Records excerpted from a collection:

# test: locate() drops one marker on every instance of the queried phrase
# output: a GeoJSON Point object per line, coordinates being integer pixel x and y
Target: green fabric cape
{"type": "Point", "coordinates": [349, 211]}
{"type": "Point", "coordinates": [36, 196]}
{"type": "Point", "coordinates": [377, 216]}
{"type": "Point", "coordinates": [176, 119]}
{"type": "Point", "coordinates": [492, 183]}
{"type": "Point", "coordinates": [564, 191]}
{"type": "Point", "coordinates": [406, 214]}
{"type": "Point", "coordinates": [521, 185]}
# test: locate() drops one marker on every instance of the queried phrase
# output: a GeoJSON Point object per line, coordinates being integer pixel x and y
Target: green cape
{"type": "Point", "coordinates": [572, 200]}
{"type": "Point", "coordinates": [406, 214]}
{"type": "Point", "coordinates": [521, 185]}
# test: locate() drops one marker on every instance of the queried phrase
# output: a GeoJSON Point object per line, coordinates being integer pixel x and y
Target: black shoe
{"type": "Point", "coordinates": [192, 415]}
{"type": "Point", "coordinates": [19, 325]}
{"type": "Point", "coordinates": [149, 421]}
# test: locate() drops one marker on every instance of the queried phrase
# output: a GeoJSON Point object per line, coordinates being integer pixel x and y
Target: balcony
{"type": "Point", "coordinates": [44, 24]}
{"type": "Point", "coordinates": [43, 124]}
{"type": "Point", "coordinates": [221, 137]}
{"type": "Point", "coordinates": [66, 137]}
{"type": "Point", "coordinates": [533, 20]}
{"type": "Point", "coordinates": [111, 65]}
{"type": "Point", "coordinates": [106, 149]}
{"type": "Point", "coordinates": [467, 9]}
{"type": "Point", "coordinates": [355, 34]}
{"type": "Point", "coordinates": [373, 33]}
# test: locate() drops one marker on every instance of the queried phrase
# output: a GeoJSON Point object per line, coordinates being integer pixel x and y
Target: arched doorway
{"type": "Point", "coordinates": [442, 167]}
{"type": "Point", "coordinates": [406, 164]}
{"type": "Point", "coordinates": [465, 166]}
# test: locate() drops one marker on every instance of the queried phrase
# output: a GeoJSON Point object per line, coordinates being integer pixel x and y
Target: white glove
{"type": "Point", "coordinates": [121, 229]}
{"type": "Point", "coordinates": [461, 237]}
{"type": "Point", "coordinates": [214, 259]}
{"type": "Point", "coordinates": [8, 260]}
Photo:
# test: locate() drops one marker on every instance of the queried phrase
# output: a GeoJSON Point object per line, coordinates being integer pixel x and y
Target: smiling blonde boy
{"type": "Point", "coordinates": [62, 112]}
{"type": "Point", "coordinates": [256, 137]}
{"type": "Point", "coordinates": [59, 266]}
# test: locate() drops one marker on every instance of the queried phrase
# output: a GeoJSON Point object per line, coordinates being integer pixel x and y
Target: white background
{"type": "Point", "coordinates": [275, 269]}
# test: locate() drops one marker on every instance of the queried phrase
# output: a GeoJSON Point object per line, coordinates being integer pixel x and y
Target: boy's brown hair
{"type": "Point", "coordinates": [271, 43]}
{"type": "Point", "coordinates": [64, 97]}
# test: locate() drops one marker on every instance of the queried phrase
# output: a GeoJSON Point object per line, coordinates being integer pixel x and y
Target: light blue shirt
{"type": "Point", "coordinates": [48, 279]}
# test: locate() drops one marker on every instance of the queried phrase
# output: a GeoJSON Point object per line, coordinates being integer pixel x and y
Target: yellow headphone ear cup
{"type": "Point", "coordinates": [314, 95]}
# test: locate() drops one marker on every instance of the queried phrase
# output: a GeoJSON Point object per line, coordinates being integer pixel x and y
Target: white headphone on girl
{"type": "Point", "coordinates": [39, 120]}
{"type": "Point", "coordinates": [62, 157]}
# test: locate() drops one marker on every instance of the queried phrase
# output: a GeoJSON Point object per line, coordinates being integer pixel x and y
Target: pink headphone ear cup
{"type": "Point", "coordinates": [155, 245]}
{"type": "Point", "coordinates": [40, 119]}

Task item:
Take the line holding "Target: light blue shirt" and the lines after it through the end of the entries. Retype them exactly and add nothing.

Reply:
Target: light blue shirt
{"type": "Point", "coordinates": [48, 279]}
# test: locate() drops one marker on every instance of the queried phrase
# output: a GeoJSON Point object per line, coordinates being integer pixel x and y
Target: yellow headphone ear cup
{"type": "Point", "coordinates": [314, 95]}
# test: locate() drops one marker on every instance of the queried phrase
# output: a GeoJSON Point object per line, coordinates being integer pixel x and y
Target: white headphone on girl
{"type": "Point", "coordinates": [39, 120]}
{"type": "Point", "coordinates": [62, 157]}
# test: locate() drops one marker on every instance of the queried phrase
# output: a GeoJSON Point object per line, coordinates being integer pixel x and y
Target: pink headphone ear cup
{"type": "Point", "coordinates": [155, 245]}
{"type": "Point", "coordinates": [40, 119]}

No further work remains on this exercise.